Assigned task. Could you return all of the records exactly as they stand?

(Saved entries)
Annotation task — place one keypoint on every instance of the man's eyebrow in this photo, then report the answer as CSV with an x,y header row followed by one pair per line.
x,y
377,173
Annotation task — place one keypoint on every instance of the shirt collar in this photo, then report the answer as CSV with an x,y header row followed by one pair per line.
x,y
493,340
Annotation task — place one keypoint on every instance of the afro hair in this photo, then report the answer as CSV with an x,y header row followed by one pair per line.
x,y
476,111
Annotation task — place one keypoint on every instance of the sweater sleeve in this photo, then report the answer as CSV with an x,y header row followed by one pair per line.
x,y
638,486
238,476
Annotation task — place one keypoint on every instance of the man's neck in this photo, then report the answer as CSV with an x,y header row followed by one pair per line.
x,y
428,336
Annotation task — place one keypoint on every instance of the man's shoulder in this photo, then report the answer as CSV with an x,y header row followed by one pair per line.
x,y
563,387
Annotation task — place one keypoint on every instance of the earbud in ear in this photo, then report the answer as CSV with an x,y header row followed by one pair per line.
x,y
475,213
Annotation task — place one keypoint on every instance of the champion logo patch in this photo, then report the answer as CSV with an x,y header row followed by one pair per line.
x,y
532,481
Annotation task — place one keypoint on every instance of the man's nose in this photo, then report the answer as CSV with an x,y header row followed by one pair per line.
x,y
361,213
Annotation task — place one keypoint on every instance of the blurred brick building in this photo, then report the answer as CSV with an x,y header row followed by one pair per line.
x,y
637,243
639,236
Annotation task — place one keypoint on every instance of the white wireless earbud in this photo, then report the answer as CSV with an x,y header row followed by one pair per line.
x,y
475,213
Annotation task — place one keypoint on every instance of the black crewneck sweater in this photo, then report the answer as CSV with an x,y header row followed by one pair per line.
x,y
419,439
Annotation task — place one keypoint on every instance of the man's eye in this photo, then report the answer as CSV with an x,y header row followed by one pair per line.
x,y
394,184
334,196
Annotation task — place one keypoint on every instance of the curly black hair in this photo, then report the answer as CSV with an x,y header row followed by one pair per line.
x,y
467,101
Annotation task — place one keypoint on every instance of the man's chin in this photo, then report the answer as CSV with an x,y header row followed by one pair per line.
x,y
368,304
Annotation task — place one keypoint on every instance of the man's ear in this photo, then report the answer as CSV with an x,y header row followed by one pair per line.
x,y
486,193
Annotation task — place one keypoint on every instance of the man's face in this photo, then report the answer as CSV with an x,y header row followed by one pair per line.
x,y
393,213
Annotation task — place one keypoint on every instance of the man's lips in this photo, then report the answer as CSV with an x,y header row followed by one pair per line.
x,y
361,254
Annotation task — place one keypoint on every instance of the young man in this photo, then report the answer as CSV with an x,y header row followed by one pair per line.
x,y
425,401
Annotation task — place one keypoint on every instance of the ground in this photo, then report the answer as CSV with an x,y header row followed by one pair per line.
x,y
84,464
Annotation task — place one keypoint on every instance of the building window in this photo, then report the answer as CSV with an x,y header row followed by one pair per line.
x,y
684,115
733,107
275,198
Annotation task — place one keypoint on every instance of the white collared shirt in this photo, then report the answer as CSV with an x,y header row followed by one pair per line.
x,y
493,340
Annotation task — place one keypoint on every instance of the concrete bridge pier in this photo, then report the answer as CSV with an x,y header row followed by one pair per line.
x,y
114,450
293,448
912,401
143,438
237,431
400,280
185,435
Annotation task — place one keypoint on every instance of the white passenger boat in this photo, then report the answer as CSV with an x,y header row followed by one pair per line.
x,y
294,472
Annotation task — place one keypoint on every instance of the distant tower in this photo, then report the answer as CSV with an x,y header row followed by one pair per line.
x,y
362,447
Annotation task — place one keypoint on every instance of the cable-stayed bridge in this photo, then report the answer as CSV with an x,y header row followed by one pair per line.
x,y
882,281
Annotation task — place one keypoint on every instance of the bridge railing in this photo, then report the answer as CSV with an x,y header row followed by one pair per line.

Expected answer.
Annotation task — place one keypoint on every instance of the man's eyebrow in this photo, then report the answer as CSV with an x,y header row followed by one pair per line.
x,y
377,173
Annotation task — place one keypoint on every instance of the shirt collar in this photo, then report the answer as CSV with an x,y header row followed by one pair per line.
x,y
493,340
Annotation task — place one keypoint on every instance of the afro hair in this photo, then report the answer as CSV with an x,y header row followed by one pair per line.
x,y
476,111
Annotation task — place one keypoint on every instance of the sweater sleeve in this photo, then report the answer as CSV with an x,y header row followed by one pair per line.
x,y
638,486
238,476
Annotation task — place one keypoint on every instance of the man's neck in this photo, then report the answer as CSV with an x,y header row followed by one pair per line.
x,y
428,336
Annotation task — place one keypoint on every instance of the man's shoulder in this photo, then report the answer as CSV with an x,y header row followed by one pair per line.
x,y
563,387
Annotation task — place one keypoint on every instance of the earbud in ear in this photo, then report the answer as CSV with an x,y header row followed by one pair per line.
x,y
475,213
Annotation task — place one keypoint on every instance of the champion logo patch in this photo, then report the answer as CSV with an x,y header row followed by one pair per line.
x,y
532,481
Annotation task — place one keypoint on every instance of the man's nose in this photo, then report the answer as CSV with an x,y header row followed by one pair per line.
x,y
361,213
Annotation task — place one keypoint on every instance of the blurred brick building in this photo, then report the answer as CSV with an x,y header row followed by one pair per line.
x,y
637,243
639,236
Annotation task — place one keypoint on every instance of the white wireless earbud in this photo, then report the answer as CSV with an x,y header row followed by one pair per line.
x,y
475,213
Annotation task — place one keypoint on every instance of the black crewneck sweater in this photo, then report the answer as CSV with an x,y header row followed by one pair per line.
x,y
419,439
Annotation task — place one keypoint on every instance of the man's eye in this photo, then report the answer as CSV with an x,y header row followed by one pair per line.
x,y
394,184
334,196
Annotation task — place one keypoint on every instance of the curly black hair in this photo, then report the answer as CSV with an x,y header row followed by one pair per line.
x,y
467,101
Annotation task — place one keypoint on every instance of the man's chin in this photo, then report the answer as CSV with an x,y header row followed by one pair per line.
x,y
368,304
Annotation task — place one keypoint on every instance of the man's ear in this photo, then report the answer as CSV with an x,y header row followed by one pair per line.
x,y
486,193
Annotation task — place one keypoint on every instance of the man's face in this photo, then report the answer as CSV with an x,y header row followed by one pair per line.
x,y
393,213
Annotation task — place one keypoint on every instance of the man's lips in this photo, then report the answer as CSV with an x,y header row followed by one pair per line.
x,y
361,254
Annotation task — place one keypoint on every instance of the young man in this photo, then report the answer as CSV with an x,y header row followed by one pair per line.
x,y
425,401
Annotation task — place one keypoint on every instance of the ground in this photo, then report the answer as CSV with an x,y header row followed by one pair per line.
x,y
84,464
Annotation task — place one keypoint on every instance of the building window in this photo, then report the answer as CSV with an x,y header row followed by one pair per line.
x,y
684,115
733,107
275,198
Annotation task — place one keypoint on every instance of the white collared shirt in this photo, then report the answer as CSV with an x,y header row followed by one pair per line.
x,y
493,340
Annotation task — place one keypoint on every instance of the concrete bridge pier in this photo, then report the answer as CSV with an x,y header row followed by one pair per line.
x,y
114,450
293,448
912,401
143,438
237,431
400,280
185,435
Annotation task — place one keypoint on every instance of the white passenger boat in this photo, then report the answer as CSV with an x,y header row followed by one pair per line.
x,y
294,472
Annotation task — place one keypoint on every instance of the distant tower in this photo, then report the answer as CSV with an x,y header row followed by one pair per line.
x,y
362,447
Annotation task — place one keypoint on every instance of the cable-stayed bridge in this photo, then report the answer as CSV with an x,y header row followed by one pair per line.
x,y
882,281
Annotation task — place one keypoint on every instance of the bridge railing in this photo, then report the answer as CSV with an x,y header row followed by one pair per line.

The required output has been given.